GIVEN EXERCISE:
Rewrite the data below, substituting "target point" for every occurrence of "keypoint" and leaving everything else unchanged. Omit the pictures from your answer.

SOURCE DATA:

- - -

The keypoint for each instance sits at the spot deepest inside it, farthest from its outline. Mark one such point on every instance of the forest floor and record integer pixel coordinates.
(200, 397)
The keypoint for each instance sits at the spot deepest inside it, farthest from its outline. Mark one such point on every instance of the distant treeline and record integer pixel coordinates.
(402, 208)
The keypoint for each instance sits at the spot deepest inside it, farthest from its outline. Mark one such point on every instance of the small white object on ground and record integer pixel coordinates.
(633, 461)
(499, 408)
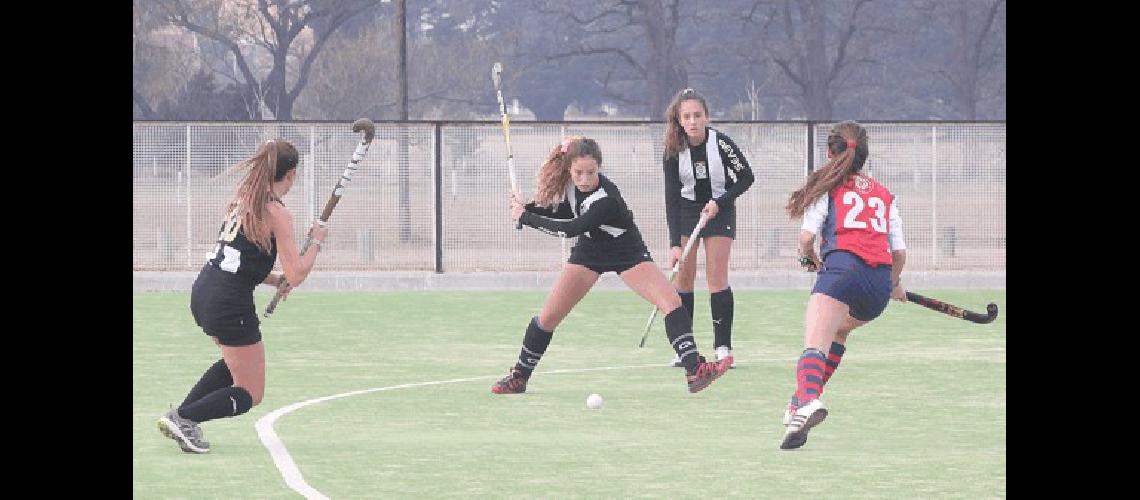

- - -

REPLY TO THE EXERCISE:
The target point for each instance sits at the spot deepest inside it, farthest from its outline. Mark one such point on every instance of the forest floor and record integer pixel coordinates.
(200, 397)
The target point for each instance sits at the spot deepest inside it, farthest from its outline. Mark one such point on every instance of the distant treeline and record integer pixel coordinates.
(402, 208)
The target point for each instance sits at the spot deepest inside it, farthest from its outline. Mark one such point on every instance of the small white object on ground and record integer pixel coordinates.
(633, 461)
(499, 408)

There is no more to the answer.